_Raw records_

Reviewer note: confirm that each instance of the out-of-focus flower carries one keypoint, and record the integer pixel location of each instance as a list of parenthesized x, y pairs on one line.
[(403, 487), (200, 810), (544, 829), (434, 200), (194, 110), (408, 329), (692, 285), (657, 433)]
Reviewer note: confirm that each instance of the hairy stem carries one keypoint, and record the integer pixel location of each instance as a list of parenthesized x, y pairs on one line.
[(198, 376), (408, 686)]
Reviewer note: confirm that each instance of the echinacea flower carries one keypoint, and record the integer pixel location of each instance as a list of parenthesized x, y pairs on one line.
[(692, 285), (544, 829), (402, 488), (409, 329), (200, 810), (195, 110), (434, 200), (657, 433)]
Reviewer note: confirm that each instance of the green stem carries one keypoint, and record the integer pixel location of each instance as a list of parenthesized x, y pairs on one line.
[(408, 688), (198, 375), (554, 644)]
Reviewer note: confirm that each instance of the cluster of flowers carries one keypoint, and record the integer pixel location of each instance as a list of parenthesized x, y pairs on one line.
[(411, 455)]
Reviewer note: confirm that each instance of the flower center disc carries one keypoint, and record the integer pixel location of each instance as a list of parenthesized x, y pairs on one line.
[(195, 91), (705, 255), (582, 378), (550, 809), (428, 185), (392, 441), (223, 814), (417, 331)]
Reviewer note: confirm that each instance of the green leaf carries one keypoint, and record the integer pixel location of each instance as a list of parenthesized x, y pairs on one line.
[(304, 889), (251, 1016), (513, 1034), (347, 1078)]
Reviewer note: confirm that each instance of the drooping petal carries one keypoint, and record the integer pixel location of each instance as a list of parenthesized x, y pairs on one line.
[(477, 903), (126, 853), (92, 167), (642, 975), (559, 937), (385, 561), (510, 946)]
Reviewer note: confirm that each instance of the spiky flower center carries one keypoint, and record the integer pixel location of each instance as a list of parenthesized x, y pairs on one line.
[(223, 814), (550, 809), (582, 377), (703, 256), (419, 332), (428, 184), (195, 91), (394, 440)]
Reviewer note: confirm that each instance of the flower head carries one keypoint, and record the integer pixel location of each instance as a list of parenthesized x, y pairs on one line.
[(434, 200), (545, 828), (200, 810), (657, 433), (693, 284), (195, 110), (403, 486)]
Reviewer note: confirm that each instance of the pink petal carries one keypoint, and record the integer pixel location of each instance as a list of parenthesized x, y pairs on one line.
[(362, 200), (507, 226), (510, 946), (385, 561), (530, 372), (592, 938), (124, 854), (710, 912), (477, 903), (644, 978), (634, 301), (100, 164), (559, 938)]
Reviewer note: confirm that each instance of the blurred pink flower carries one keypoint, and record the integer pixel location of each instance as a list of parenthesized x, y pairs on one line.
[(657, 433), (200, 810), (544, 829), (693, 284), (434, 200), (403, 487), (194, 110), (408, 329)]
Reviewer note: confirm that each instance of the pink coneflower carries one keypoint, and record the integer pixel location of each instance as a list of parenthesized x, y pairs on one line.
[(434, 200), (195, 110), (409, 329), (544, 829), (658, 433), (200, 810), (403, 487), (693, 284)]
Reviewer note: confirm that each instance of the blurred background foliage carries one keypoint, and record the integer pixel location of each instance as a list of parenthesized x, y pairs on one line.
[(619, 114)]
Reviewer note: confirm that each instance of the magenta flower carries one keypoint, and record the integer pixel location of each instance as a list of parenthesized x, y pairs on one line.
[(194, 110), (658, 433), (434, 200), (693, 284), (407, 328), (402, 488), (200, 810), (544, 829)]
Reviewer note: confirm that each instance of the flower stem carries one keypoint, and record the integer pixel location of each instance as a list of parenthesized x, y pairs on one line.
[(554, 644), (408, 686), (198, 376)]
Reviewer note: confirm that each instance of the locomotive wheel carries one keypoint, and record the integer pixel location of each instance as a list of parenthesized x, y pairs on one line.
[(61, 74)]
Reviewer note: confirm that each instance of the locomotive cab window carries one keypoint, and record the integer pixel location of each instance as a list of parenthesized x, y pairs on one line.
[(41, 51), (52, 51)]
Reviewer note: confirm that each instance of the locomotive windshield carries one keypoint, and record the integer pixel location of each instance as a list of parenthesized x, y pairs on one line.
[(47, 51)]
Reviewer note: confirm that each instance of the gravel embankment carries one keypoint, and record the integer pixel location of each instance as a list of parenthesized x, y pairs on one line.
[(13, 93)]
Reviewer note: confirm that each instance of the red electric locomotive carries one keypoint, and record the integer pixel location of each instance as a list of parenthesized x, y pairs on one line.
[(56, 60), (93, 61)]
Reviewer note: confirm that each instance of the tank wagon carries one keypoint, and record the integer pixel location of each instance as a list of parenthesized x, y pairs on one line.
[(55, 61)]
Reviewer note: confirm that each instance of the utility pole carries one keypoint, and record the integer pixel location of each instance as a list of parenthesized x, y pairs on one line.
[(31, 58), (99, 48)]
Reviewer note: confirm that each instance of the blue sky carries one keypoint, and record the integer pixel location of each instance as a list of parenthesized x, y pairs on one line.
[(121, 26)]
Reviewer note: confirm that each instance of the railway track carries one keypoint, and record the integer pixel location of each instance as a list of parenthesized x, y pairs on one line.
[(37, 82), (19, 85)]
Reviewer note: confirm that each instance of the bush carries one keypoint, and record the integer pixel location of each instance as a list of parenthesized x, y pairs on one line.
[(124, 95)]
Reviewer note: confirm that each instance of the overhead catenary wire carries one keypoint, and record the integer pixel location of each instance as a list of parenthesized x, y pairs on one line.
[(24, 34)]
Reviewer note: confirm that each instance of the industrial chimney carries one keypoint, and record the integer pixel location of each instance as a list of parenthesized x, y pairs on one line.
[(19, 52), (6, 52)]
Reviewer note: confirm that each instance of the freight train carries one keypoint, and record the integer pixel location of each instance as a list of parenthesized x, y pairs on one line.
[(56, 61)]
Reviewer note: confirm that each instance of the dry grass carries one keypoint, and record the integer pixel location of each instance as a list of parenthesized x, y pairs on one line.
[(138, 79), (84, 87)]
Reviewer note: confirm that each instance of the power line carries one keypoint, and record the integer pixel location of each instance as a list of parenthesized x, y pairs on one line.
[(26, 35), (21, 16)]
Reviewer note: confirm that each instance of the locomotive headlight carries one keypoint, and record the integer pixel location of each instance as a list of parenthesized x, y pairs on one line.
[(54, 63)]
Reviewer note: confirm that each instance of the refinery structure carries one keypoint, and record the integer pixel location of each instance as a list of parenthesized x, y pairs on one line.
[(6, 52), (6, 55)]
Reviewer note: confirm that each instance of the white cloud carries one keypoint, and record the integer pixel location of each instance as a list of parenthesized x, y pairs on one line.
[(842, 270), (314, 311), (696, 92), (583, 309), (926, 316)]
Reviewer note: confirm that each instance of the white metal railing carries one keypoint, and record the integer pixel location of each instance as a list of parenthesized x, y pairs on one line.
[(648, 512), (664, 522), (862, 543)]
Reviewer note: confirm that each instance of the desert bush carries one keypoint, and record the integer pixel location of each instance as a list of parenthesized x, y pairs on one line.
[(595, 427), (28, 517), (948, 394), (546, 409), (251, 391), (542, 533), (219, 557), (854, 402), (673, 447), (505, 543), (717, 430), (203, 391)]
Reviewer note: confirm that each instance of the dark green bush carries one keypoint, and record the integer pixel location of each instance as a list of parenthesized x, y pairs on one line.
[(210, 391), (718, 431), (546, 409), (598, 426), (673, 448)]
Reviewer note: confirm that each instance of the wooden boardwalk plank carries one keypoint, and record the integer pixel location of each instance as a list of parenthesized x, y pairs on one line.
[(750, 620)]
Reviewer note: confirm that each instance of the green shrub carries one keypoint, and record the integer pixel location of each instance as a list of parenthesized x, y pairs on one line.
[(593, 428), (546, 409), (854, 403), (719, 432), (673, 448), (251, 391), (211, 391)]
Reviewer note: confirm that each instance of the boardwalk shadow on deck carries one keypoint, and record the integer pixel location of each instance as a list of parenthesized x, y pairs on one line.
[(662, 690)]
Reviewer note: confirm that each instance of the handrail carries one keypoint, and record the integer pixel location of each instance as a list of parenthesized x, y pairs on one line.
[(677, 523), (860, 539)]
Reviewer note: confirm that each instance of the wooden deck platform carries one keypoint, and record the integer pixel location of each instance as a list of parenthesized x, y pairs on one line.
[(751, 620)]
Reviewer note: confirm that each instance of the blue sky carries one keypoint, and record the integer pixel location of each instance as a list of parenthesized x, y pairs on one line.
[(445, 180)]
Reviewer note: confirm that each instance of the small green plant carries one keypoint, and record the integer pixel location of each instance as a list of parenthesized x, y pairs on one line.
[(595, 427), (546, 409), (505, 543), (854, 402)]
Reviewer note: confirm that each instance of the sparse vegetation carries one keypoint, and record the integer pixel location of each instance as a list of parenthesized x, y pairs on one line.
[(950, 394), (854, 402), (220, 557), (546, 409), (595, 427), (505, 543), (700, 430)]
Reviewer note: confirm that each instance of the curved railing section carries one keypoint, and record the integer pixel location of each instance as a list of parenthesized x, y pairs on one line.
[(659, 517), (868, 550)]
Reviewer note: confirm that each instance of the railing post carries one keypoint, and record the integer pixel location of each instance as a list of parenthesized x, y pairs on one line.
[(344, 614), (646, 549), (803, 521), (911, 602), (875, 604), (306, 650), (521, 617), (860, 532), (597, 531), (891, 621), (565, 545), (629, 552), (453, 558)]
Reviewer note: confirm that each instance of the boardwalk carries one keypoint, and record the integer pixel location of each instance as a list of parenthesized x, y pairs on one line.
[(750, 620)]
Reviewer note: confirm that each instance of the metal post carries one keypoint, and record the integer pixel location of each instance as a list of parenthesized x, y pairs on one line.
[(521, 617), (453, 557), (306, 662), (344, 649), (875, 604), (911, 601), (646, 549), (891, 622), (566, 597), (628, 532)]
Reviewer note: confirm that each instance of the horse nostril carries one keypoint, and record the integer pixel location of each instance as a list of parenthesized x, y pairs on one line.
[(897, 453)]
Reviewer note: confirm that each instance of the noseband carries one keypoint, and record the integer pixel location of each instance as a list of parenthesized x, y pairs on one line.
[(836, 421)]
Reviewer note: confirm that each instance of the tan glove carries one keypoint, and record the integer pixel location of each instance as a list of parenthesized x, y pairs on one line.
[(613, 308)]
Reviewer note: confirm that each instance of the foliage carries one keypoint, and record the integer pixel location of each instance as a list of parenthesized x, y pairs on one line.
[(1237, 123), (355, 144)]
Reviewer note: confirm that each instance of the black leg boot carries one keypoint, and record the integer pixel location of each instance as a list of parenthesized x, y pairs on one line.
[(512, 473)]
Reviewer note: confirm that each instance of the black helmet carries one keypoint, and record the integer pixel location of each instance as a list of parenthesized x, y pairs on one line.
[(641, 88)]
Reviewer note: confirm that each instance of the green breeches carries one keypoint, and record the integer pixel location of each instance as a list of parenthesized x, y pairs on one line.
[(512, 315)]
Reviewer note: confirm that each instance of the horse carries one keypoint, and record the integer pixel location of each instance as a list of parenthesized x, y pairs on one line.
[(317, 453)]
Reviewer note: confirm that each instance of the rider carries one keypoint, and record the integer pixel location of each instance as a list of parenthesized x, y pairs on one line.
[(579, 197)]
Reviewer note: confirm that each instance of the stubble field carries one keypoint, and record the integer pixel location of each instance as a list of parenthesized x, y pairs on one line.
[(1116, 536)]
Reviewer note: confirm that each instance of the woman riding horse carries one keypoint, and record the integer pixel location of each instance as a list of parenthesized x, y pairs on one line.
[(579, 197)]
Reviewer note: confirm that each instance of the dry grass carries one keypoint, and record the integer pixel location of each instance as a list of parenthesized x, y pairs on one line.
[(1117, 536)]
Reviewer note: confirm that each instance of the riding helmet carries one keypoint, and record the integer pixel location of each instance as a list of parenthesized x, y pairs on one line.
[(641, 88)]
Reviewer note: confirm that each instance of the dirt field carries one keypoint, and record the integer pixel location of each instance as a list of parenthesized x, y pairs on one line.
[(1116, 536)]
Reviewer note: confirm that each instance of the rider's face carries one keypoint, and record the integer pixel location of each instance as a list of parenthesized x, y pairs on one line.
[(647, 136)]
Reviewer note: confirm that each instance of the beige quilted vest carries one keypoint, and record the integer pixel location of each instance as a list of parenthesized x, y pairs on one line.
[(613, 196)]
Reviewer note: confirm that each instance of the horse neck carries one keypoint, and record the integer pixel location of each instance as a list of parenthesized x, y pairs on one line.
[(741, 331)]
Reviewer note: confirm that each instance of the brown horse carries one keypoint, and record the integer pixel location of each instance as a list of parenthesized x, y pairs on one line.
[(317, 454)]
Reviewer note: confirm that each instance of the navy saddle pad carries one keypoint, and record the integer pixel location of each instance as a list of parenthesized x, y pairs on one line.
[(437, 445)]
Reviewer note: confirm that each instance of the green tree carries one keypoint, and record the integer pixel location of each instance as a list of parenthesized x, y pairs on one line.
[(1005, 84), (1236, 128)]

_Exercise directions_
Reproduce the rows verbatim from the first line through the line containing "[(198, 376), (408, 686)]", including that line.

_Result of the task_
Reviewer note: confirm that each instance of the out-of-focus flower carries one keypoint, and record the integer pixel location of each instance as a list of parenthesized x, y pairs on one line.
[(403, 487), (200, 810), (544, 829), (434, 200), (194, 110), (408, 329), (692, 285), (657, 433)]
Reviewer note: confirm that each instance of the hairy stem carries one keypoint, and record the integer pixel location of each instance as a list of parenthesized x, y pairs on one line.
[(198, 376), (408, 686)]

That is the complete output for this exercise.